Task instructions: What percentage of TCRs does the passage on TCR recycling estimate are internalized per minute?

Provided passage:
-----
The TCR has been shown to undergo constitutive internalization in cell lines and T cells, with an estimate of 0.6–1.2% of TCRs internalized per minute (Liu et al., 2000; Menne et al., 2002). Therefore, subtle modifications to the rate of recycling or internalization could have large effects on the steady-state level of TCR expression on the cell surface. We consistently observed an increase in both the rate as well as the absolute amount of CD3ε recycled by SLAP−/− DP thymocytes. Notably, the increased amount of CD3ε recycled (5–9% as calculated from Fig. 3 B) is consistent with the 5–7.5% of TCRζ chains that are estimated to be phosphorylated in the thymus (van Oers, N., personal communication). Furthermore, the small difference in CD3ε recycling can account for the loss of TCRζ that is observed over time in WT but not for SLAP−/− thymocytes when incubated in cycloheximide. Therefore, SLAP appears to target only a small proportion of the constitutively recycling TCR–CD3 complexes that contain phospho-TCRζ. However, this has a substantial effect on the steady-state level of TCR–CD3 expression in SLAP-deficient thymocytes.
-----
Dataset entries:
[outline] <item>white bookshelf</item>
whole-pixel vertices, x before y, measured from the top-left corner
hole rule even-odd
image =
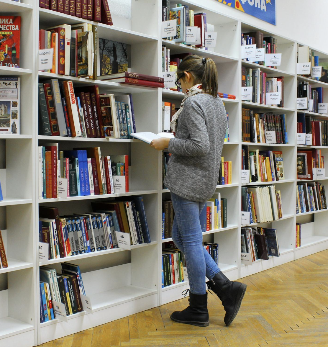
[[[115,95],[132,94],[136,122],[139,131],[157,133],[162,130],[162,102],[173,102],[176,107],[184,98],[180,92],[166,89],[121,85],[109,81],[71,77],[38,71],[37,60],[39,28],[60,24],[75,24],[84,21],[76,17],[40,9],[34,0],[0,0],[2,12],[22,17],[20,68],[0,66],[0,75],[21,78],[20,134],[0,135],[0,179],[4,199],[0,202],[0,228],[3,237],[9,266],[0,269],[0,345],[6,347],[30,347],[71,335],[137,312],[177,300],[181,292],[189,288],[187,281],[162,288],[162,200],[170,191],[162,189],[160,153],[144,143],[130,139],[80,138],[54,137],[38,135],[38,81],[50,78],[72,80],[75,86],[97,84],[101,93]],[[227,227],[204,233],[204,240],[219,245],[219,267],[231,280],[255,273],[296,259],[328,248],[328,232],[325,226],[327,210],[296,214],[296,90],[298,81],[307,81],[314,87],[325,88],[328,84],[296,75],[297,42],[294,40],[266,32],[250,24],[220,12],[219,5],[213,2],[213,8],[202,8],[199,1],[182,2],[190,9],[207,14],[207,23],[218,33],[216,47],[208,50],[195,48],[162,39],[162,7],[160,1],[149,6],[148,0],[131,1],[131,19],[114,15],[115,26],[98,23],[98,37],[131,45],[132,71],[160,75],[161,47],[164,44],[171,54],[191,52],[209,57],[215,62],[219,76],[219,91],[235,95],[236,99],[222,98],[229,113],[230,142],[225,143],[222,156],[232,162],[232,184],[217,186],[216,191],[227,198]],[[147,18],[147,25],[145,18]],[[274,27],[273,27],[273,28]],[[282,54],[282,65],[277,69],[250,62],[241,59],[242,32],[259,30],[265,36],[278,40],[278,53]],[[320,60],[328,59],[328,54],[315,50]],[[241,101],[242,66],[259,68],[268,77],[284,76],[285,84],[284,108]],[[250,108],[258,112],[272,112],[286,115],[288,144],[272,145],[243,143],[241,141],[241,109]],[[301,111],[300,111],[301,112]],[[327,115],[307,112],[307,114],[324,119]],[[70,149],[77,142],[85,142],[87,146],[100,147],[103,155],[128,154],[131,158],[130,192],[67,199],[39,200],[38,198],[37,146],[58,142],[61,150]],[[279,257],[259,260],[251,265],[240,261],[241,201],[242,185],[252,186],[264,183],[242,184],[241,146],[254,149],[273,148],[283,151],[286,179],[273,182],[280,190],[283,216],[268,223],[253,225],[277,229],[280,251]],[[300,147],[301,146],[300,146]],[[328,147],[320,148],[328,156]],[[22,170],[22,168],[24,169]],[[321,181],[326,183],[328,177]],[[55,206],[60,213],[90,210],[91,201],[134,195],[144,196],[152,242],[133,246],[131,250],[109,249],[73,256],[40,263],[38,257],[37,226],[39,205]],[[305,233],[302,246],[295,247],[296,222],[313,222],[312,231]],[[18,242],[17,240],[19,240]],[[83,311],[68,317],[67,322],[58,319],[40,323],[39,268],[46,265],[60,272],[61,263],[70,261],[78,264],[83,273],[87,295],[90,298],[93,314]],[[22,300],[24,297],[24,299]]]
-----
Written answer: 0.6–1.2% of TCRs per minute.